Work instructions
Copy the material below line for line, leaving out the pictures.

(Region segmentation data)
>>>
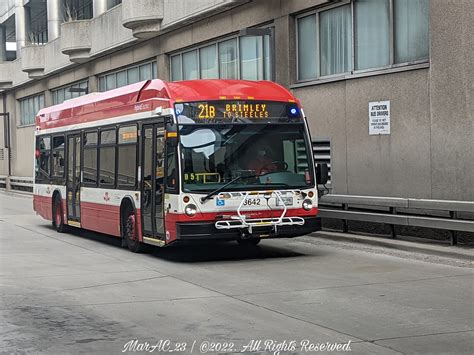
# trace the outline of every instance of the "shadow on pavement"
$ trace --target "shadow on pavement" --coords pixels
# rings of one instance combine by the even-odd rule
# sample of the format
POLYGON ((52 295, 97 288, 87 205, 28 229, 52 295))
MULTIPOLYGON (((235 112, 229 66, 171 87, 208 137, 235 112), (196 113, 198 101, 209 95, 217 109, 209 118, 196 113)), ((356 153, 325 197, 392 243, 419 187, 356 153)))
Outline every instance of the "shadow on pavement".
MULTIPOLYGON (((45 229, 55 231, 52 226, 43 226, 45 229)), ((121 247, 121 239, 107 234, 96 233, 84 229, 71 228, 67 234, 102 244, 121 247)), ((271 240, 271 239, 270 239, 271 240)), ((269 245, 270 240, 262 240, 257 246, 241 246, 235 241, 230 242, 202 242, 199 244, 171 245, 160 248, 147 245, 145 255, 167 261, 176 262, 209 262, 209 261, 235 261, 258 260, 270 258, 294 258, 309 256, 291 249, 290 246, 282 247, 269 245)), ((291 239, 283 239, 290 241, 291 239)), ((311 254, 312 255, 312 254, 311 254)))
<<<
Exercise response
# trace the outline of every instance of the "shadow on pavement"
$ trace --target "shadow on pavement" --coords pixels
# rings of one instance combine by the even-odd rule
# sample of the format
POLYGON ((52 295, 97 288, 87 205, 28 229, 52 295))
MULTIPOLYGON (((235 112, 229 66, 171 87, 208 137, 235 112), (196 113, 198 101, 209 95, 217 109, 209 118, 196 113)), ((356 153, 325 197, 392 243, 419 187, 356 153)))
Outline every instance of the "shadow on pavement".
MULTIPOLYGON (((45 229, 55 231, 52 226, 43 226, 45 229)), ((121 247, 121 239, 107 234, 96 233, 84 229, 71 228, 67 234, 102 244, 121 247)), ((271 240, 271 239, 270 239, 271 240)), ((269 245, 270 240, 262 240, 257 246, 241 246, 235 241, 230 242, 202 242, 199 244, 171 245, 160 248, 147 245, 145 255, 167 261, 176 262, 209 262, 209 261, 235 261, 258 260, 270 258, 294 258, 309 256, 291 249, 290 246, 282 247, 269 245)), ((291 239, 283 239, 290 241, 291 239)), ((311 254, 312 255, 312 254, 311 254)))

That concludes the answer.